What is needed: Go over the data and keep only the lines that include "flower".

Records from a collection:

=== Begin Enclosure ===

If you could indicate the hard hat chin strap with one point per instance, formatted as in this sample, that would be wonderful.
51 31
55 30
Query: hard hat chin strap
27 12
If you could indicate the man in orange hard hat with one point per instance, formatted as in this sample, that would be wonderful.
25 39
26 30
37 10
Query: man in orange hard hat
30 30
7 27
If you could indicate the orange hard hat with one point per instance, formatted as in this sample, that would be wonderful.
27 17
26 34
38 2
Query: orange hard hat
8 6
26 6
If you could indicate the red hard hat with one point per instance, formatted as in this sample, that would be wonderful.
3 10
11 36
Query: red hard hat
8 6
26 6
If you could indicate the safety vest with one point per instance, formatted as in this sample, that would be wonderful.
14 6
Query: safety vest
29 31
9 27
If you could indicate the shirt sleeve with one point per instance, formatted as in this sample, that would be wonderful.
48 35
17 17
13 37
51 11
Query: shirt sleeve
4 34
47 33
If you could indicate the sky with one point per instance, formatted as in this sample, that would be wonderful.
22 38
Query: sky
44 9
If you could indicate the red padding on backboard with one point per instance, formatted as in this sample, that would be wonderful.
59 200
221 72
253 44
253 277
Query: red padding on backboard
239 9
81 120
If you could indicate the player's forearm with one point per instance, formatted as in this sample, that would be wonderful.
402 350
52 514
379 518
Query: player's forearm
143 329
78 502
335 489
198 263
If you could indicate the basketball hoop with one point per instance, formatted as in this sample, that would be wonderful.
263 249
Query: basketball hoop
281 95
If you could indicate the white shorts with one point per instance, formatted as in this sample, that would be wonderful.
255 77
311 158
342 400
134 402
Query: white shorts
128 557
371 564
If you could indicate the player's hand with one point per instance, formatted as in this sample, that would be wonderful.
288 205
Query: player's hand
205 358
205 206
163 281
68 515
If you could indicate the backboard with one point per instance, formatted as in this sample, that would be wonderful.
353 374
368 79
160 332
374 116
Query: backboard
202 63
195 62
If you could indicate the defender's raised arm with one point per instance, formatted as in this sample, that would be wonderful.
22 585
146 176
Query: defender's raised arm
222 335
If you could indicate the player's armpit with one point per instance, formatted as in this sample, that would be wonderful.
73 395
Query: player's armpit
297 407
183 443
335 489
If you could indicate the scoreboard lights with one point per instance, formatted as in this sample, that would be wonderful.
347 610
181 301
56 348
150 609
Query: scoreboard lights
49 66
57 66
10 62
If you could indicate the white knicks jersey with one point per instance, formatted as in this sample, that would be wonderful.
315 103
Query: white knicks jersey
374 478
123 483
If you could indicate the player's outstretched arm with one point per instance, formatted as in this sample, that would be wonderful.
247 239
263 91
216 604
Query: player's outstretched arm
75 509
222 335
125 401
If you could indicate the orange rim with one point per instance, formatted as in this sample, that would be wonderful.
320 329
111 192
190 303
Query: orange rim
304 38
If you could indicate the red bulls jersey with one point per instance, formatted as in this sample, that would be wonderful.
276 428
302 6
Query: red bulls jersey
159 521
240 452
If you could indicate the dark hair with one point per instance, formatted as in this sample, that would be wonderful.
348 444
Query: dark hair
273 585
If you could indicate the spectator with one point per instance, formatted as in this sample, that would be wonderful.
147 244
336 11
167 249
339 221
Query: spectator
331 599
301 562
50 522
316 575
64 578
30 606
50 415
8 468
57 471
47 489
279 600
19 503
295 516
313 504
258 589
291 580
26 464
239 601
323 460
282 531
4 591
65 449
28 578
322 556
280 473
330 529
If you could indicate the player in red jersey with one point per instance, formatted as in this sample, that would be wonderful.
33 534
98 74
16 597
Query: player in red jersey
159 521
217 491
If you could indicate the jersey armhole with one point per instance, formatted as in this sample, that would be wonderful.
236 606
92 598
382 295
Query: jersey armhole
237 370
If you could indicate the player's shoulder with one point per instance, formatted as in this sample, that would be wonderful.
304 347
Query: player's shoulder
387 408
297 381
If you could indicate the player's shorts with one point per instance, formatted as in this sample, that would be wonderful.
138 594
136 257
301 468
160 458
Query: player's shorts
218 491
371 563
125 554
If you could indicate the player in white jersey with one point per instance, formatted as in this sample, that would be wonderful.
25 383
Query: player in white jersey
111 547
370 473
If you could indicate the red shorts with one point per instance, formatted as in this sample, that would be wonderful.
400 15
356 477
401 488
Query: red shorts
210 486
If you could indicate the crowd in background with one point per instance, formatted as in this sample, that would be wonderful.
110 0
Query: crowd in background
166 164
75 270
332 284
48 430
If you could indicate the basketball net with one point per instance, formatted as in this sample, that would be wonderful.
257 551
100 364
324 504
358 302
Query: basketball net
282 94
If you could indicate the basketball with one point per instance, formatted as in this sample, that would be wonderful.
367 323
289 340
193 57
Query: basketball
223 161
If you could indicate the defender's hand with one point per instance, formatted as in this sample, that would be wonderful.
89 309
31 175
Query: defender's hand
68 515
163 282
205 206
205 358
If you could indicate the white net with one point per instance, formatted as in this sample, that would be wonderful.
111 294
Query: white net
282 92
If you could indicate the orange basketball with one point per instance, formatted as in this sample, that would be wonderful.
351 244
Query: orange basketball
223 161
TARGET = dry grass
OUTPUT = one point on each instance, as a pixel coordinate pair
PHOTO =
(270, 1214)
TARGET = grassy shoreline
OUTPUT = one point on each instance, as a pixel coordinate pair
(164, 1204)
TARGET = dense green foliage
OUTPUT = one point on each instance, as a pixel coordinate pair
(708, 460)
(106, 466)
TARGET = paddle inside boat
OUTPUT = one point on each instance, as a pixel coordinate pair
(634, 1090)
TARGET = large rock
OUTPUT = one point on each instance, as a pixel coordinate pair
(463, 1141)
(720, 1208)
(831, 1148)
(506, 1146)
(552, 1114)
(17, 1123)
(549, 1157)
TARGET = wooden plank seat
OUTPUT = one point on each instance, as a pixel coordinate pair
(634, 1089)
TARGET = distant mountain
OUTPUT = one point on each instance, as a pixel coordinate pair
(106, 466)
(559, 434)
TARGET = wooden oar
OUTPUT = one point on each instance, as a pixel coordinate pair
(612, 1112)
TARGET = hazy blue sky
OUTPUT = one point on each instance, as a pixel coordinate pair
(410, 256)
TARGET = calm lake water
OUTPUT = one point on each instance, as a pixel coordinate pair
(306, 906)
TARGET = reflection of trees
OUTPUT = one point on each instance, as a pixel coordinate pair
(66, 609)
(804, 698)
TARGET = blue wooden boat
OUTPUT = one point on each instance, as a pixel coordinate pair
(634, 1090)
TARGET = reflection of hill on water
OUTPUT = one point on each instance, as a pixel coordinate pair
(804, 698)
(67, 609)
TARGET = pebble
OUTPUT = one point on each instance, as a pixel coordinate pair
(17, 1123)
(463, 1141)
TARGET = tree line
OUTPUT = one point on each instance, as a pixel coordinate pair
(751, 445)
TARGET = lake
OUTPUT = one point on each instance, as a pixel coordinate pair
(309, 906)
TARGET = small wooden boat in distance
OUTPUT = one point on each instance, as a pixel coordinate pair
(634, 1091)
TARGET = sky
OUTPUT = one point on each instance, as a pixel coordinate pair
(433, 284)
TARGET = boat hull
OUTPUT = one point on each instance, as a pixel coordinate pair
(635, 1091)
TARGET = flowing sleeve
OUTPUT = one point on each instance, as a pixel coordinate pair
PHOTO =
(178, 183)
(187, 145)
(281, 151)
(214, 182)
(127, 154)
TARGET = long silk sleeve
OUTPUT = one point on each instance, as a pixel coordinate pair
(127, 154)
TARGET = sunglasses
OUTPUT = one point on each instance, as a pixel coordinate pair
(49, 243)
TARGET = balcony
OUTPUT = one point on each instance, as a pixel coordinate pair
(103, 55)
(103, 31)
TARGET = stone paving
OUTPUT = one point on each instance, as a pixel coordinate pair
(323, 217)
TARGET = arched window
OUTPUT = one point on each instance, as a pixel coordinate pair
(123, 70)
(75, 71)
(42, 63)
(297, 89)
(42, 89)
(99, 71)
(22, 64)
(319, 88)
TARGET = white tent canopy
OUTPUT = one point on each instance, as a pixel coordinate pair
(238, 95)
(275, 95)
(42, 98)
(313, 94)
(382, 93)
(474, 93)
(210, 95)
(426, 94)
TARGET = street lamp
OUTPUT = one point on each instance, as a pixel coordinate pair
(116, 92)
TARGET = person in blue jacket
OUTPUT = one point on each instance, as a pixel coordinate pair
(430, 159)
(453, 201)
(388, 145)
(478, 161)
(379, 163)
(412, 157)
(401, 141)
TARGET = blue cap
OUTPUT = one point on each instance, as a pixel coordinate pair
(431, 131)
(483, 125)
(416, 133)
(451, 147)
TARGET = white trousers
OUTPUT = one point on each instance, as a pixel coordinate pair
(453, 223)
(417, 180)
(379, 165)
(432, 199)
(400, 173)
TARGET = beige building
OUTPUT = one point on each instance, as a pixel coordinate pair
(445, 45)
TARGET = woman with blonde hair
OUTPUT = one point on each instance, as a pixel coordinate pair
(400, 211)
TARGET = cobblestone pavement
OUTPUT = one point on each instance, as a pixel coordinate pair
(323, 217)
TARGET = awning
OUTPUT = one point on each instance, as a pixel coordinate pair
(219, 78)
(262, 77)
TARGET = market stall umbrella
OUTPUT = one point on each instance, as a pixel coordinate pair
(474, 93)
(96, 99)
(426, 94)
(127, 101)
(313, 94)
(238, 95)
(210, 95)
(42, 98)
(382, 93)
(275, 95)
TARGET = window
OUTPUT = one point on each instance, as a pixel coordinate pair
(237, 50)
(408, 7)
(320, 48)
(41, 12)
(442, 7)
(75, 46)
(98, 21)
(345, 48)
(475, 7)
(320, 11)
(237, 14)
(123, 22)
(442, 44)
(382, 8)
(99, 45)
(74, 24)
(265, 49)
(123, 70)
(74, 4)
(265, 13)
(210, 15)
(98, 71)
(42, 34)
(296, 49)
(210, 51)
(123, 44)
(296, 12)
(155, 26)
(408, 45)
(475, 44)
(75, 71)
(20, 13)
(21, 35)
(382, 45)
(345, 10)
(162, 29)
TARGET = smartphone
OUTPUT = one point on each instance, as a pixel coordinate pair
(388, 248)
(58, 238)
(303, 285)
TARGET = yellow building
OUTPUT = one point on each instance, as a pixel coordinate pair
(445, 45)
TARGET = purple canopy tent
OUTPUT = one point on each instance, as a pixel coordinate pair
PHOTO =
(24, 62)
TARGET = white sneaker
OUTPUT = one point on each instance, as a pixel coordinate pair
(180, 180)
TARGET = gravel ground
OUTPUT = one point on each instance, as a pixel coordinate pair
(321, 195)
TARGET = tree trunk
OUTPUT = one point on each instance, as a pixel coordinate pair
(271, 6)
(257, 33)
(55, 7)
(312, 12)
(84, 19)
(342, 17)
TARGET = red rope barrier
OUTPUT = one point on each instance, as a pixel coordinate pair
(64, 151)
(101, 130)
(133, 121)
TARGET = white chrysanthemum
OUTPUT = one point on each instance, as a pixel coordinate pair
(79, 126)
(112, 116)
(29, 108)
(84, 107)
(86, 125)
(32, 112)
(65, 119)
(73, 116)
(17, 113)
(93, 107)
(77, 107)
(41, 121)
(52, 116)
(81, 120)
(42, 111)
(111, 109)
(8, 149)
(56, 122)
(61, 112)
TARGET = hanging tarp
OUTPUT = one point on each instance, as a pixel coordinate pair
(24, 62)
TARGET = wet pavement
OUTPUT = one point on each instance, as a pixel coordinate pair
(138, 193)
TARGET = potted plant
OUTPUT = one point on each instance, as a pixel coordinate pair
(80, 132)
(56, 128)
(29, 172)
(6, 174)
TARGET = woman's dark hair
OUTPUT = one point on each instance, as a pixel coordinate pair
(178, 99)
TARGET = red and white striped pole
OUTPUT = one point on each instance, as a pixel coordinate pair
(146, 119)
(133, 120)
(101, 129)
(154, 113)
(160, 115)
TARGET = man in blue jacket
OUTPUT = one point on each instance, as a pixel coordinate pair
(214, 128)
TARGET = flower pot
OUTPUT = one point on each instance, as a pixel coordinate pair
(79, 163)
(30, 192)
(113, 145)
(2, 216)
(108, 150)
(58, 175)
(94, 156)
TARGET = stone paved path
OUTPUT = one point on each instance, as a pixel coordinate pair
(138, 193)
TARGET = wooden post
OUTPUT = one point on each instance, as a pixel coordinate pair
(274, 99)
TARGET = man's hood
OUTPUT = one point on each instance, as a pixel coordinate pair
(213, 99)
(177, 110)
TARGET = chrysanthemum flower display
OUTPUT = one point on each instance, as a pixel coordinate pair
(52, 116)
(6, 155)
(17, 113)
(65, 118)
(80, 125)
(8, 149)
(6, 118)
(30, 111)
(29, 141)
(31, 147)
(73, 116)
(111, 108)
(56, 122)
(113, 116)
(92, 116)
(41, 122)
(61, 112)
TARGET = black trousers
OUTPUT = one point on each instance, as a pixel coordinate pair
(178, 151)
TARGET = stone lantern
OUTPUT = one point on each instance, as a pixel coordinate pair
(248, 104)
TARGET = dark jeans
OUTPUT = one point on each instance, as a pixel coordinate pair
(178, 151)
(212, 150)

=== End Enclosure ===

Result of this exercise:
TARGET = flower pot
TARGET = chrysanthemum flower display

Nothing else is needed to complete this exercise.